Top of EXERCISE INPUTS

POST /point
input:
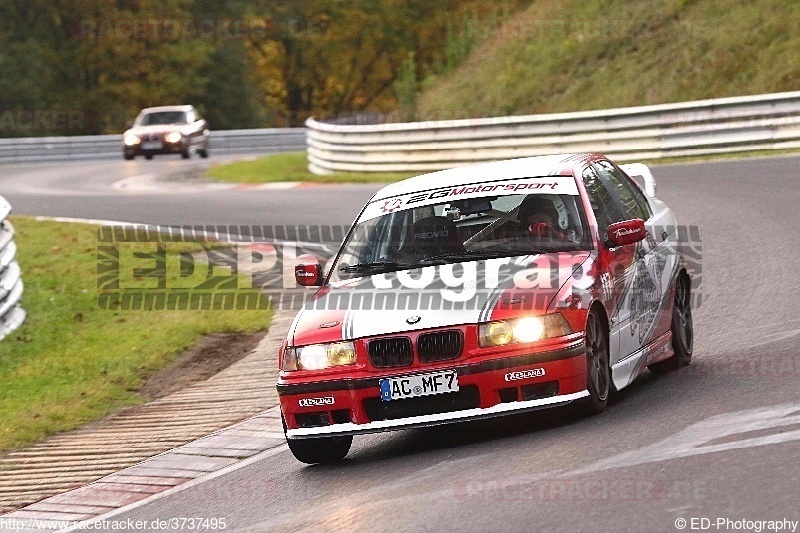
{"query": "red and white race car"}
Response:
(482, 291)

Bottom of EXERCISE INPUTS

### WHAT THE EXERCISE ASKS
Output every entry exactly as given; pictures are not part of the copy.

### WRITTEN RESPONSE
POST /point
input:
{"query": "red and white race car"}
Response:
(482, 291)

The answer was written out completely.